### Pasaje
A continuación, extraeremos de sus escritos algunos ejemplos de lo que afirmamos, así como de su posición acerca de la alquimia y la astrología. Empezaremos por ésta última.
QUEVEDO Y LA ASTROLOGIA
En su obra Los Sueños, sitúa a los astrólogos en el infierno. El español, a semblanza de Dante, también hace un descenso a los infiernos por medio de una pieza satírica —con crítica social incluida— en la que nigromantes, embaucadores y falsos alquimistas comparten morada con astrólogos, alguaciles, boticarios, clérigos, etc.
Pero los astrólogos no están en el infierno porque no crea Quevedo en las influencias de los astros —como pronto veremos—, sino por ser supersticiosos, porque están más atentos de los astros que de Dios. El epígrafe de un soneto suyo dedicado a la venida de Cristo es bien expresivo: Al Nacimiento. Mostrando que la astrología misteriosa admira a la celeste. Como dirá en otra parte, el astrólogo va al infierno porque ha tratado muchos cielos en vida, cuandó en realidad, por falta de uno solo será condenado(16). Evidentemente, ese único cielo salvador es el de nuestro nuevo nacimiento, el que verdaderamente cuenta y el que reivindica y espera Quevedo. Dicho sea de paso, en eso consiste la llamada astrología «esotérica» y no en mucho de lo que se escribe y explica en nuestros días.
Es así como esos desviados astrólogos pueblan el infierno, ya que tan sólo son lectores vulgares y exteriores del cielo sublunar; no son Filósofos… Y por tanto, Quevedo los ridiculiza con toda su divertida ironía y mordacidad. En Las zahurdas de Plutón hace exclamar a uno de ellos: ¡Vive Dios que, si me pariera mi madre medio minuto antes, que me salvo!

### Tareas
- A) Transcriba el fragmento del pasaje sobre Quevedo y la astrología que comienza en "Pero los astrólogos" y se extiende hasta "en nuestros días.".
- B) Indique si cada una de las siguientes afirmaciones concuerda con el pasaje sobre Quevedo y la astrología, respondiendo sí o no y citando literalmente las palabras del texto que lo determinan: (i) En Los Sueños, Quevedo coloca a los astrólogos en el infierno. (ii) Quevedo no creía en las influencias de los astros. (iii) La exclamación de uno de los astrólogos aparece en Las zahurdas de Plutón.
- C) Según el pasaje sobre Quevedo y la astrología, ¿cuál es el epígrafe del soneto que Quevedo dedicó a la venida de Cristo?

### Registros del conjunto

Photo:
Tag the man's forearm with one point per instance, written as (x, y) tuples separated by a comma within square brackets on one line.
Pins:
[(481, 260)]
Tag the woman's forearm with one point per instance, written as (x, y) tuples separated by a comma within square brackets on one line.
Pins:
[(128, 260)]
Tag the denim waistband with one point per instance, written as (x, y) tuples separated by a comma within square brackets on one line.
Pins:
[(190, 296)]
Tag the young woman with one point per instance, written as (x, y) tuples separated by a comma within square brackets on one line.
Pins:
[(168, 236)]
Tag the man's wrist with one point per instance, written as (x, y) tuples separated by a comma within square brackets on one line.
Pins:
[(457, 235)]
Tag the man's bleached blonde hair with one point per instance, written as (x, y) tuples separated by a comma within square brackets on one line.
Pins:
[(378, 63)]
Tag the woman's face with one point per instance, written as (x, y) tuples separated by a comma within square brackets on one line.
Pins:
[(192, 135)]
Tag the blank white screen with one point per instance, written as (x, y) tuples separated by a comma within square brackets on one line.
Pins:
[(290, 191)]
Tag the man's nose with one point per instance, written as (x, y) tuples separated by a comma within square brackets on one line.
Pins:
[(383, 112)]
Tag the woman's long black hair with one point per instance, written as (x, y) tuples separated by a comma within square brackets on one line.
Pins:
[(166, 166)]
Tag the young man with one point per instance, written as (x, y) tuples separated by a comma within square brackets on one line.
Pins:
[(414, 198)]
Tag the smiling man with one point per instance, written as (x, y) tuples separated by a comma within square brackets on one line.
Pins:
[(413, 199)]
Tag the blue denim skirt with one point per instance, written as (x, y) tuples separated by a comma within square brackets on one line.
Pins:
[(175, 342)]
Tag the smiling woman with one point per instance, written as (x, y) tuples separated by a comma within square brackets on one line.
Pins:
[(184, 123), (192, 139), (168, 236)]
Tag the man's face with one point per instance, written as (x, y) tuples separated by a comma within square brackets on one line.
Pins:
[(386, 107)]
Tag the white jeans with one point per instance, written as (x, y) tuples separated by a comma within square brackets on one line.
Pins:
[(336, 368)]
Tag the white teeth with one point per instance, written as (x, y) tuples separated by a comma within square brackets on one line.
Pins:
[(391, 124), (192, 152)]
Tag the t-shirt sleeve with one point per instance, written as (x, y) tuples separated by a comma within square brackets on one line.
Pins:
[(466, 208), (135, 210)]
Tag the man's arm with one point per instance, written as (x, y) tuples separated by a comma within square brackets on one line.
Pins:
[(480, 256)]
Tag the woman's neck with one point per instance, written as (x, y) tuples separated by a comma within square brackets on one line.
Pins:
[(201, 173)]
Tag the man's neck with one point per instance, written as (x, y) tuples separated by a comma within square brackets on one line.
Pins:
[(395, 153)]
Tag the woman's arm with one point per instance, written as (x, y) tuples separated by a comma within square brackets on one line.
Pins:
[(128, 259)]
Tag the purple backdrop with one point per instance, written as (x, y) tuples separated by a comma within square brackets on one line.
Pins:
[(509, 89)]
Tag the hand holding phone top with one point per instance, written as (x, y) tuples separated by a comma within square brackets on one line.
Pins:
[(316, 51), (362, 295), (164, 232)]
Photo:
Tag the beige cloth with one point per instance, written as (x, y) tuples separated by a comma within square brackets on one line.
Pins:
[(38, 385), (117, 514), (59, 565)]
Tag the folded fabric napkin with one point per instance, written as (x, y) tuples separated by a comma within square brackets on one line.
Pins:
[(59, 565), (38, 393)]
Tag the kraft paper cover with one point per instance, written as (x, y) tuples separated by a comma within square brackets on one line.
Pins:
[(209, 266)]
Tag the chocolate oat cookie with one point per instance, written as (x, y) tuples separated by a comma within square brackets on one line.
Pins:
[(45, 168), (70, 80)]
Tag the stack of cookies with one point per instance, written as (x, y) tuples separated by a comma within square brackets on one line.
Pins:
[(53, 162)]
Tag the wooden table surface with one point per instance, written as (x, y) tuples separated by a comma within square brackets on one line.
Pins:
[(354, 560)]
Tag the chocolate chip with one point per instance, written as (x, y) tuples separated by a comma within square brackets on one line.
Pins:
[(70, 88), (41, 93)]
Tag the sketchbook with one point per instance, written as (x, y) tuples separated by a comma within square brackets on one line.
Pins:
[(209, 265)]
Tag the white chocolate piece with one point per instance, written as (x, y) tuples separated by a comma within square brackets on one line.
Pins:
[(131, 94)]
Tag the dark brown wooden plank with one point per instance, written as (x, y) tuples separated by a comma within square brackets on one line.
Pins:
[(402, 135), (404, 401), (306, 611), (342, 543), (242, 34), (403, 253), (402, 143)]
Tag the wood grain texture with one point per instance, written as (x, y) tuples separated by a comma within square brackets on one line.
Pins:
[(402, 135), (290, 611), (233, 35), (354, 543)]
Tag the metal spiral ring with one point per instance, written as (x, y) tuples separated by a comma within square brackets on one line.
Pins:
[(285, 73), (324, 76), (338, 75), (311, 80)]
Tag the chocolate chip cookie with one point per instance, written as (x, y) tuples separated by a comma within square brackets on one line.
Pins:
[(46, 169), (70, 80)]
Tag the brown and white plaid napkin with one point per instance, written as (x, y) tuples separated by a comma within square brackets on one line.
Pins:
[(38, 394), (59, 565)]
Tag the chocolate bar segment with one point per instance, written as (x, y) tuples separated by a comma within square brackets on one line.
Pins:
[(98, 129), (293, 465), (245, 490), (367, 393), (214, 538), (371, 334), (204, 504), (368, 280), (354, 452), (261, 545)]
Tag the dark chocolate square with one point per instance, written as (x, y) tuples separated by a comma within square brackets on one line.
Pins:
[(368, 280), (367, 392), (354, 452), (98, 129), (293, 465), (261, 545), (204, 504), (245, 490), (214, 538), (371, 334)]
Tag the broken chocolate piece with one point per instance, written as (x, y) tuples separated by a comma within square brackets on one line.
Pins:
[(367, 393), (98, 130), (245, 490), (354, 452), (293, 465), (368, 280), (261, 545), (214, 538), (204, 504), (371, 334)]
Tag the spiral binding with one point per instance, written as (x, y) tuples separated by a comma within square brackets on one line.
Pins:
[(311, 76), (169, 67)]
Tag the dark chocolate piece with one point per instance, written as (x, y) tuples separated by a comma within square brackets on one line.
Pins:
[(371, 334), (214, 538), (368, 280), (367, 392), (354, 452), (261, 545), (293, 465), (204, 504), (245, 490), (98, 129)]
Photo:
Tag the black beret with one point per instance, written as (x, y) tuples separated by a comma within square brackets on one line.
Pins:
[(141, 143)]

### Respuestas por tarea
- A)
Pero los astrólogos no están en el infierno porque no crea Quevedo en las influencias de los astros —como pronto veremos—, sino por ser supersticiosos, porque están más atentos de los astros que de Dios. El epígrafe de un soneto suyo dedicado a la venida de Cristo es bien expresivo: Al Nacimiento. Mostrando que la astrología misteriosa admira a la celeste. Como dirá en otra parte, el astrólogo va al infierno porque ha tratado muchos cielos en vida, cuandó en realidad, por falta de uno solo será condenado(16). Evidentemente, ese único cielo salvador es el de nuestro nuevo nacimiento, el que verdaderamente cuenta y el que reivindica y espera Quevedo. Dicho sea de paso, en eso consiste la llamada astrología «esotérica» y no en mucho de lo que se escribe y explica en nuestros días.

- B)
(i) Sí: "En su obra Los Sueños, sitúa a los astrólogos en el infierno."
(ii) No: "Pero los astrólogos no están en el infierno porque no crea Quevedo en las influencias de los astros —como pronto veremos—, sino por ser supersticiosos"
(iii) Sí: "En Las zahurdas de Plutón hace exclamar a uno de ellos"

- C) Al Nacimiento. Mostrando que la astrología misteriosa admira a la celeste.